Concorsi

Il governo promette di assumerne 11.000; al concorso per l’ammissione partecipano  12.000 giovani infermiere diplomate. Un rapporto ottimo, che permette alle ragazze di sperare di farcela, se proprio non sono del tutto imbranate. Vanno a ritirare i regolamenti del concorso, e i questionari da compilare: un mazzetto di fogli che esaminano con cura e trepidazione scoprendo anche un pezzetto di carta bianco che fa capolino, e sembra trovarsi lì per caso, con un numero scritto a mano. Proviamo? Telefonano, e si sentono dire che sborsando l’equivalente di 2.000 euro avranno il posto.

Madre

Cinquantacinque anni, si chiama Bilkis Banu, di religione hindu, è sposata con un insegnante, vivono a Kurigram e hanno 57 figli.

Etichette dei punti sugli oggetti
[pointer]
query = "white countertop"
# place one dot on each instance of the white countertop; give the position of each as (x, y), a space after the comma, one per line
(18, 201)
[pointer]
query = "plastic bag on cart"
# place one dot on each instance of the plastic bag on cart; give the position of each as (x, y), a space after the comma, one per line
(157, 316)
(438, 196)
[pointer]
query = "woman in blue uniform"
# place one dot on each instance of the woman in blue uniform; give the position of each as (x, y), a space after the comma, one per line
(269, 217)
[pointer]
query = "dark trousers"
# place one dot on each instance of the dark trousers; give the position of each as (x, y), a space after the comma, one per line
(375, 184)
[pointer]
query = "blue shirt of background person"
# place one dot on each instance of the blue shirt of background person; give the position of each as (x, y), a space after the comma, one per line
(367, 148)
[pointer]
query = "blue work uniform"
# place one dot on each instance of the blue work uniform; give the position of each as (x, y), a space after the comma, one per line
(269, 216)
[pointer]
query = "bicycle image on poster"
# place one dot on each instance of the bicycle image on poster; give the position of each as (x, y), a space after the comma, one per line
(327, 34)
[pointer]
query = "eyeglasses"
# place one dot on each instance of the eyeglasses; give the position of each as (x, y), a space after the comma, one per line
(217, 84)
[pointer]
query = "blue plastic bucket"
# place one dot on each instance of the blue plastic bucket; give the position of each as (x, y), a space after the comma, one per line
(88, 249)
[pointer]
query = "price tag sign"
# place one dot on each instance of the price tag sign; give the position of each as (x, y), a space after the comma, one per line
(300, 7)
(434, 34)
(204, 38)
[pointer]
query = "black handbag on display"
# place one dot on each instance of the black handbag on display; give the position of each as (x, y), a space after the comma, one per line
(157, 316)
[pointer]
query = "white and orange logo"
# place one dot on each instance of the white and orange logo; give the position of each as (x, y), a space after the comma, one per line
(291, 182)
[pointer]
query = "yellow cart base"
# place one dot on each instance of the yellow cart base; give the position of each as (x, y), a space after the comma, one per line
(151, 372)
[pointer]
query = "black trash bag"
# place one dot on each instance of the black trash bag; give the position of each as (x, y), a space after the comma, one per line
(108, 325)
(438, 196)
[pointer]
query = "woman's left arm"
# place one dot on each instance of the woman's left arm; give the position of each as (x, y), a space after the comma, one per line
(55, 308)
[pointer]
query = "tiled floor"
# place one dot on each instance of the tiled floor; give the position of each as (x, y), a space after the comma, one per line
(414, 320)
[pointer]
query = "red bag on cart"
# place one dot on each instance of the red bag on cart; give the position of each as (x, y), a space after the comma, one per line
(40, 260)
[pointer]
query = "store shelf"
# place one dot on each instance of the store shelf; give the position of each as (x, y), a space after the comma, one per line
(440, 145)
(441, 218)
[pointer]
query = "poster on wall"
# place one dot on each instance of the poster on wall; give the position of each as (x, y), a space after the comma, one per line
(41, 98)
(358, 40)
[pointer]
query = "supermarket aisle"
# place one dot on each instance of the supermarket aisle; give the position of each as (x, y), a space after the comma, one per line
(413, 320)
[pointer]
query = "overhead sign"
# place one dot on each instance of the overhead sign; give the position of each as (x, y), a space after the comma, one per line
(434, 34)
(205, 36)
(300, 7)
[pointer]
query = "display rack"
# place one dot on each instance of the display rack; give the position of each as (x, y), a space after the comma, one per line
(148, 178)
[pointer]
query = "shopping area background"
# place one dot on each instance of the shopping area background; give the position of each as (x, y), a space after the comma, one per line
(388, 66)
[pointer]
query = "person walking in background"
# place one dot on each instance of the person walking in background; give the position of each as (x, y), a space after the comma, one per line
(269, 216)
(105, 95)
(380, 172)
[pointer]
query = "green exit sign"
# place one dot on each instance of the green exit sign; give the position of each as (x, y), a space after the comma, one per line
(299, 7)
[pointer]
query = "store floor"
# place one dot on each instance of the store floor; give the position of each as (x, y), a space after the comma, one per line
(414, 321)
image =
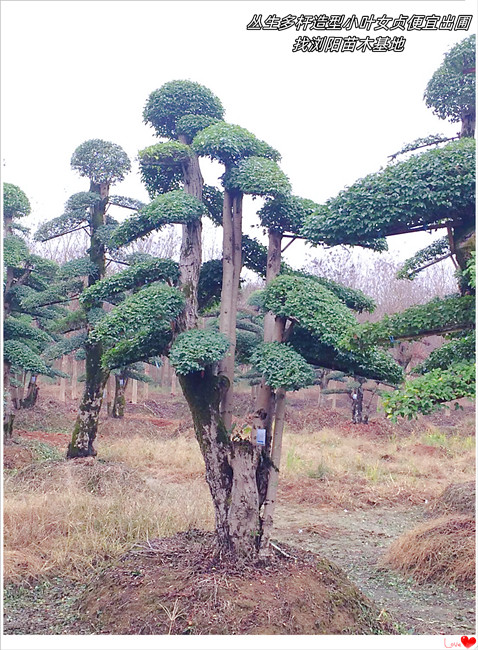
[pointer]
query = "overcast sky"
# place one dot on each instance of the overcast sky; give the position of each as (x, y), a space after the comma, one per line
(72, 71)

* Esercizio
Prosegui il brano sul concorso per infermiere e su Bilkis Banu, cominciando subito dopo la sua ultima frase.

* Risposta all'esercizio
Oltre ai loro due figli naturali, ora studenti universitari, ne avevano adottati due, quando entra nella loro vita una bimba, nata sulla soglia di un negozio, vissuta randagia con la mamma mentalmente disturbata cui – in un anno e mezzo – non era mai venuto in mente di farle un bagno o lavarla in qualche modo. La mamma gliela offre, lei la prende in braccio e le dà un nome, Protilata. Nella notte, sogna Madre Teresa e decide di tenerla; non solo, ma di aprire casa e proprietà ad altri bimbi abbandonati, che ora sono 55, dalla culla fino alle scuole superiori. Gradiscono qualche aiuto, ma non lo chiedono, e mantengono tutta la numerosa famiglia con un loro negozio, lo stipendio del marito, qualche proprietà agricola, donazioni occasionali. Unico rammarico: “La gente guarda, loda, ma quasi nessuno viene per dare affetto ai miei figli, a trovarli nelle feste, a giocare con loro: sanno che sono ben curati, e non ci pensano più. Ma sono contenta. Cinquantasette mi chiamano mamma, e non penso di dover attendere altro dalla mia vita, che è piena e bella così”.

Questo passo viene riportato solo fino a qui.